Excerpts of location labeling data:
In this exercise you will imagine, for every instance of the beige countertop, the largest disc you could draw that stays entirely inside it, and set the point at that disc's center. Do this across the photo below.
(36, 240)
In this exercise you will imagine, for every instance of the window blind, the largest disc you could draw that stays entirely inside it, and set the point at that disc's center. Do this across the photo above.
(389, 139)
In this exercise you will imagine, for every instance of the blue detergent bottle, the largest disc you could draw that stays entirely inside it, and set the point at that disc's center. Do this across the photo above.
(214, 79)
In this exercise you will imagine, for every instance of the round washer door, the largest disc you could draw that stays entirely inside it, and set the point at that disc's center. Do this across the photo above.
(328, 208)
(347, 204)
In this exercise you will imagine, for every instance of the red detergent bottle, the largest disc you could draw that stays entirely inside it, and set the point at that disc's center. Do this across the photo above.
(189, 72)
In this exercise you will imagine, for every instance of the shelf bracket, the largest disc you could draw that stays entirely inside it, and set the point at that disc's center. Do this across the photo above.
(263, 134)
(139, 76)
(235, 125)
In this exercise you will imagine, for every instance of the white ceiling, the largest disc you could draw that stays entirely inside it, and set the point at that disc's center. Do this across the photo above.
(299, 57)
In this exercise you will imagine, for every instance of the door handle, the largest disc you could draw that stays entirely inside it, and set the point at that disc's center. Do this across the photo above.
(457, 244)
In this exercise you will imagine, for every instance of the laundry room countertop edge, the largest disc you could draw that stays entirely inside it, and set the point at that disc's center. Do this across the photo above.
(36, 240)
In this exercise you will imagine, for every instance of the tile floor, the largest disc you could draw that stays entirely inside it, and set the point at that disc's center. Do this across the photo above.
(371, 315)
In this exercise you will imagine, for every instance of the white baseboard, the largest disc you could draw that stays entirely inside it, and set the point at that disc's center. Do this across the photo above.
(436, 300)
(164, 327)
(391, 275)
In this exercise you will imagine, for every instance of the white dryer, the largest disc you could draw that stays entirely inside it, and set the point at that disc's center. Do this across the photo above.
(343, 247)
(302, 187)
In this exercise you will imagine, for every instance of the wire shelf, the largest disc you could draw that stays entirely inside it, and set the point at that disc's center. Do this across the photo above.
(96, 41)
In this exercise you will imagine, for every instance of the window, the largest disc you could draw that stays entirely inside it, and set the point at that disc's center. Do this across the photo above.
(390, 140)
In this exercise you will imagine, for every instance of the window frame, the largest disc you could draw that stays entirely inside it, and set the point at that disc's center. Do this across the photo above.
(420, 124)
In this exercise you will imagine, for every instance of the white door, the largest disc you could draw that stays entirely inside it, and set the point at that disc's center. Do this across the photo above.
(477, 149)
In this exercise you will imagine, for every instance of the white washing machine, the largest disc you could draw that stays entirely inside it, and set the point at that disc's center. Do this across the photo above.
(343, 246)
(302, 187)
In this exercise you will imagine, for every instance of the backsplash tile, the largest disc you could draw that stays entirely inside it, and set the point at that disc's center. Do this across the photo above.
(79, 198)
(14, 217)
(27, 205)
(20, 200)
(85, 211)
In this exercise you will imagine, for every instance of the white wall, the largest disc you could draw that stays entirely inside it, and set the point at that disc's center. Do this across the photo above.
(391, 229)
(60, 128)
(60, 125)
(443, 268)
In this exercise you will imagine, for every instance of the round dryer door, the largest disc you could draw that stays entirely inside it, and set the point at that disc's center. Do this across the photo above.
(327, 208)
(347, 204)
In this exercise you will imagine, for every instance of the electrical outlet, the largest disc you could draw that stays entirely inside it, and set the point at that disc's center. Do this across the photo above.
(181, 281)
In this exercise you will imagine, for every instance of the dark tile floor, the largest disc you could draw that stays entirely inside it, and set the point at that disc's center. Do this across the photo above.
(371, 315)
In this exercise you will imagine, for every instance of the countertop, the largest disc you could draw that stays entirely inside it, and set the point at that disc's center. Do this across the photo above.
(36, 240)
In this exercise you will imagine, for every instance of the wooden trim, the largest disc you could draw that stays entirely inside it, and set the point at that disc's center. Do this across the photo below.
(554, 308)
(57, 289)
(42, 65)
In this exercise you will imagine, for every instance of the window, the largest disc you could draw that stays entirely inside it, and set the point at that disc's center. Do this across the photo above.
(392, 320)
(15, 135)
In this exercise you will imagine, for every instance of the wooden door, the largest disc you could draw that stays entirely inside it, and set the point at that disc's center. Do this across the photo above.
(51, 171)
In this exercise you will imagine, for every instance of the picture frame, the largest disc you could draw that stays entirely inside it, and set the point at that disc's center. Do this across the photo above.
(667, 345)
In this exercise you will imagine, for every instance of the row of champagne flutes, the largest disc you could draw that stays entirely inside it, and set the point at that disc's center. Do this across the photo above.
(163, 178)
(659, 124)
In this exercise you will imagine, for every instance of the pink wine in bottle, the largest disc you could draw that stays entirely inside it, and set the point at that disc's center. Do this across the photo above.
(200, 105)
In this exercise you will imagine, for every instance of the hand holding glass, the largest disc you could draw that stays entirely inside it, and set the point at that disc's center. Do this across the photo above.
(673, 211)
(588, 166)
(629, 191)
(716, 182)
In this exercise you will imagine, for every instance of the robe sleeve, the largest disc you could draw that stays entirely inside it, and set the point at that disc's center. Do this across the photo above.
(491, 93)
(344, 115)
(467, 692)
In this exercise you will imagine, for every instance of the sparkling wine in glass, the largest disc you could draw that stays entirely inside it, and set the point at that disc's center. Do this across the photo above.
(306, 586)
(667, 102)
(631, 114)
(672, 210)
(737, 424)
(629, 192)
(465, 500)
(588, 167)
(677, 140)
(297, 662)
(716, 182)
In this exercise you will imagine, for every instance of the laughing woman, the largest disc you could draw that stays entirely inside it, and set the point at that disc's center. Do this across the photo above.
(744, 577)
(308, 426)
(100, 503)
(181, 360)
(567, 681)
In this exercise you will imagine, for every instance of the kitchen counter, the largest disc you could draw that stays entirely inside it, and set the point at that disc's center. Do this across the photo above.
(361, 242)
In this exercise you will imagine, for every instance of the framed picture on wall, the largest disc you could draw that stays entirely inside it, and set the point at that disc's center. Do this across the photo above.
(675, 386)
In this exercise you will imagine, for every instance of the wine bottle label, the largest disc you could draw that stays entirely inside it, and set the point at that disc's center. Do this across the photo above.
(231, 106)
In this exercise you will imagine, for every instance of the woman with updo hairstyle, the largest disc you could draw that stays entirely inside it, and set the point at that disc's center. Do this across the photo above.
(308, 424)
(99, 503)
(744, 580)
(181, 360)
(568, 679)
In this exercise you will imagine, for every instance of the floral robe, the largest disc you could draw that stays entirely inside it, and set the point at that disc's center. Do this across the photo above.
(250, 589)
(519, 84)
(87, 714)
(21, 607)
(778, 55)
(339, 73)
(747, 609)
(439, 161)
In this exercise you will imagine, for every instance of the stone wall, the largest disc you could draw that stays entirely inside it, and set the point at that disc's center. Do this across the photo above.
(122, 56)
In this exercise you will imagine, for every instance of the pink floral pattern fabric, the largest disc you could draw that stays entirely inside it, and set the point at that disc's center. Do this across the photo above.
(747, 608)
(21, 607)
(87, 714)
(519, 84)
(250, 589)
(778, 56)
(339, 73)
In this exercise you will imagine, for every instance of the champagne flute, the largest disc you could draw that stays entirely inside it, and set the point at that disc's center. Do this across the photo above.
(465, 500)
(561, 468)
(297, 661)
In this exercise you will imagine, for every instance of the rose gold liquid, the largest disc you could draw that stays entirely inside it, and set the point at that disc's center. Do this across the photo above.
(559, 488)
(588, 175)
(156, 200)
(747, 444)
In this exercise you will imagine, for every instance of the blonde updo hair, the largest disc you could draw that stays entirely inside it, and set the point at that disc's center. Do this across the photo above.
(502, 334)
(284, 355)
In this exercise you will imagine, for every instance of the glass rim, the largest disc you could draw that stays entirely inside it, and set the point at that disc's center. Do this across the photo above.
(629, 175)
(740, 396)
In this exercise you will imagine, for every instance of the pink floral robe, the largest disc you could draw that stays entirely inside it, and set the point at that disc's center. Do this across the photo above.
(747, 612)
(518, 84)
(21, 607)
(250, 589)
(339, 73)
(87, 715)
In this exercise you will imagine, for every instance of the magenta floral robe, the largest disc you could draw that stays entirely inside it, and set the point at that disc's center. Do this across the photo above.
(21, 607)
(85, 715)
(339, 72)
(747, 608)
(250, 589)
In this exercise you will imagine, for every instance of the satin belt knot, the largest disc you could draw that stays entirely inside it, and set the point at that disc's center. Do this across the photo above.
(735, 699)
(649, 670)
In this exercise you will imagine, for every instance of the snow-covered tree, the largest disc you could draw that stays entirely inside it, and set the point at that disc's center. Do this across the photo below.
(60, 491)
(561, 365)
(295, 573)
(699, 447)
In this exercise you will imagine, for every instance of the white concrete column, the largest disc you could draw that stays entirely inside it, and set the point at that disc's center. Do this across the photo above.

__DESCRIPTION OF THE TASK__
Everything from the line containing "of the magenta" to the end of the records must be written out exactly; include both of those lines and no others.

__EXERCISE ANSWER__
In this exercise you will imagine, for every instance of the magenta floral robe, the largest disc you could draw that stays entirely inside it, and set the point at that disc's center. Do this across the photo above.
(21, 607)
(85, 715)
(339, 72)
(747, 608)
(250, 589)
In this exercise you will imagine, for every instance of the satin belt knot, the largest disc you could draw that stays entirely inside it, and set the point at that disc's center. Do this across the photo above.
(735, 699)
(649, 670)
In this exercise you will imagine, for every instance of the snow-covered tree, the largest disc you could draw that stays entirely inside it, and set the point at that disc's center. Do this across the photo below.
(60, 491)
(561, 365)
(295, 573)
(699, 447)
In this exercise you will imagine, for every instance of the white concrete column, the largest disc you could draw that stays entirely inside it, and set the point at that disc's center. Do this across the photo above.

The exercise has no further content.